> To be done
Copy the following lines over again, character for character.

> Input records
□ □ □ □ □

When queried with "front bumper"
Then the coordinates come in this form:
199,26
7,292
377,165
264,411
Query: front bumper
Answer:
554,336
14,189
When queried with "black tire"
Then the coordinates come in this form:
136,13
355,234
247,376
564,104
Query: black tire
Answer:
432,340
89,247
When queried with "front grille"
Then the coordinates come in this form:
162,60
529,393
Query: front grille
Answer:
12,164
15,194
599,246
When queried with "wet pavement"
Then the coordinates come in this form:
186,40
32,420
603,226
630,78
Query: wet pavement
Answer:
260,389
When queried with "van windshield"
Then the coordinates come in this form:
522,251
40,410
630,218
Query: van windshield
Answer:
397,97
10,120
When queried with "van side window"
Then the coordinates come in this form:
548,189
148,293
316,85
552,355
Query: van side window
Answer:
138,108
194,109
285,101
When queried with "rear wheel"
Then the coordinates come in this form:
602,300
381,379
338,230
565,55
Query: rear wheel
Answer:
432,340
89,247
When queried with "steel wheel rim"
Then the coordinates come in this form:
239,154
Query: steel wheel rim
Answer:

□ □ □ □ □

> Reply
When queried with "front bumper"
Then the coordinates come in this form:
199,26
7,292
377,165
264,411
Query: front bumper
Answer:
554,336
14,189
When queried with "black tire"
Then the coordinates come in this form:
136,13
355,234
247,376
564,104
Query: black tire
Answer:
432,340
89,247
When queried with "front grille"
Then the coordinates come in this form:
162,60
529,393
Query: front grille
Answer:
12,164
15,194
599,246
When queried with "wet pavement"
Then the coordinates come in this form:
186,40
32,420
603,226
630,78
Query: wet pavement
Answer:
260,389
When queried with "van windshield"
Then the coordinates come in this form:
522,251
40,410
630,218
Query: van windshield
Answer:
397,97
10,120
When queried with "van side window"
Then the coordinates come in this form:
548,189
148,293
316,85
552,355
Query: van side window
Answer:
138,108
194,109
285,101
When queried with "rear wheel"
Then the coordinates come in this form:
602,300
381,379
338,230
565,55
Query: rear wheel
Answer:
432,340
89,247
When queried with "steel wheel rim"
Then the coordinates come in this form:
239,154
Query: steel wheel rim
Answer:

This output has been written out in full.